→ WHAT YOU NEED TO DO
Return each line in the records below that contains the word "control".

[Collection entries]
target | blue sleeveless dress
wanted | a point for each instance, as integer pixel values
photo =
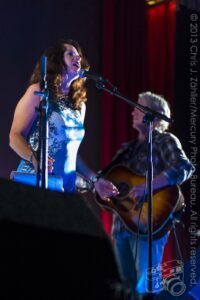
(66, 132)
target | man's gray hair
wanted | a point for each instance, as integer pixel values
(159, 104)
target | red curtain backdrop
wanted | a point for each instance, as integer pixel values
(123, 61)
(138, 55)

==

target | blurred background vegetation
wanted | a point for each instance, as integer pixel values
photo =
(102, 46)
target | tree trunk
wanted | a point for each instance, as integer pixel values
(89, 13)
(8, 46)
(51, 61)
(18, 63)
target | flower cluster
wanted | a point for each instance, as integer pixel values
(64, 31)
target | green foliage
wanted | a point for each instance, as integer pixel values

==

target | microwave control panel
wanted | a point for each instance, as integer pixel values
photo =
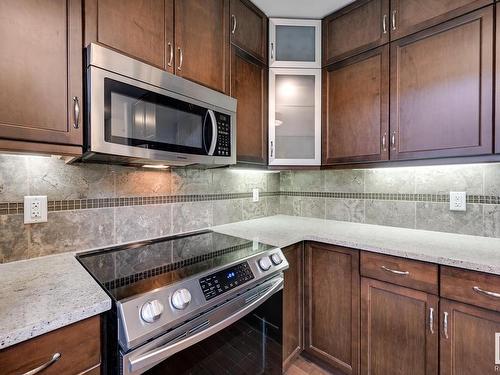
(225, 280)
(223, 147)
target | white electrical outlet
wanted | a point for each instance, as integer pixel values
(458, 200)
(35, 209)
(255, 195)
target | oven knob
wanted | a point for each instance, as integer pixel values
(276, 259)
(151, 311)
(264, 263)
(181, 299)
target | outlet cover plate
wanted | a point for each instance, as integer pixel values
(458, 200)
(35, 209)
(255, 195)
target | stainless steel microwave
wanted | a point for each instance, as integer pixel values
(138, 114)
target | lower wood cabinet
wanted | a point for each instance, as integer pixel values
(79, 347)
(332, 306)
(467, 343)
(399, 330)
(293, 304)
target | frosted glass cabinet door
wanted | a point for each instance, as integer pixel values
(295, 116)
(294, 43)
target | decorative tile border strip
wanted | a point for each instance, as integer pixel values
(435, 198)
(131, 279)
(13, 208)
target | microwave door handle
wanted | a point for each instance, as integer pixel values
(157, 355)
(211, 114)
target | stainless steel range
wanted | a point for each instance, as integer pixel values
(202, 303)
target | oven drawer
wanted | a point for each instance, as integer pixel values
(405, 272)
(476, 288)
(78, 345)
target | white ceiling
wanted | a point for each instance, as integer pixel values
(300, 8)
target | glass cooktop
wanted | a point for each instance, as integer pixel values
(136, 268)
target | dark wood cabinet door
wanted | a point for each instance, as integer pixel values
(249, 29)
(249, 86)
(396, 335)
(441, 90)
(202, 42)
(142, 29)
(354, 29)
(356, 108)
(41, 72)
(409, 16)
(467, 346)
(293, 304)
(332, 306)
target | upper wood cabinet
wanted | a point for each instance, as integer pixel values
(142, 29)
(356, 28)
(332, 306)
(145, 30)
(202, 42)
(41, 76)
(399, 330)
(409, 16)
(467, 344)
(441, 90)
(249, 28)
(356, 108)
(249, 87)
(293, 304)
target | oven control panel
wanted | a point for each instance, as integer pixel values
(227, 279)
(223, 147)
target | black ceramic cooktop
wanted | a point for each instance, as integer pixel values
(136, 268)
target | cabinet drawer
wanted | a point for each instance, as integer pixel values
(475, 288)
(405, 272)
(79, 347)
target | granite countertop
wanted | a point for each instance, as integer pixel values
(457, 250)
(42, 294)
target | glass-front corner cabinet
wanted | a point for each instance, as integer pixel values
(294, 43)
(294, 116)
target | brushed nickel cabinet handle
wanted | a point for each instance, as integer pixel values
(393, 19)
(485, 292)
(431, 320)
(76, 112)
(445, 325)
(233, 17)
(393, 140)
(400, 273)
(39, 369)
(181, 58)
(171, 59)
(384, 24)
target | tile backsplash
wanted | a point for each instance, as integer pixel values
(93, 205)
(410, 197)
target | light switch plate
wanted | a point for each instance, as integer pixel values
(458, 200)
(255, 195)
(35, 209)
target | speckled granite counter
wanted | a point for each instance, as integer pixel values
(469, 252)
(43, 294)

→ TASK RESULT
target | microwave control panel
target | oven control panel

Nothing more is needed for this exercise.